### Exercise
Return every record below verbatim, keeping each line unchanged.

(Dataset records on object locations)

* * *

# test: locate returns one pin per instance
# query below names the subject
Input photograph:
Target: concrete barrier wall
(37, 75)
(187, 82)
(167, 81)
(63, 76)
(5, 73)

* * *

### Result
# test: locate returns one pin per instance
# query below names the subject
Input photograph:
Target: concrete barrier wall
(37, 75)
(187, 82)
(167, 81)
(63, 76)
(5, 73)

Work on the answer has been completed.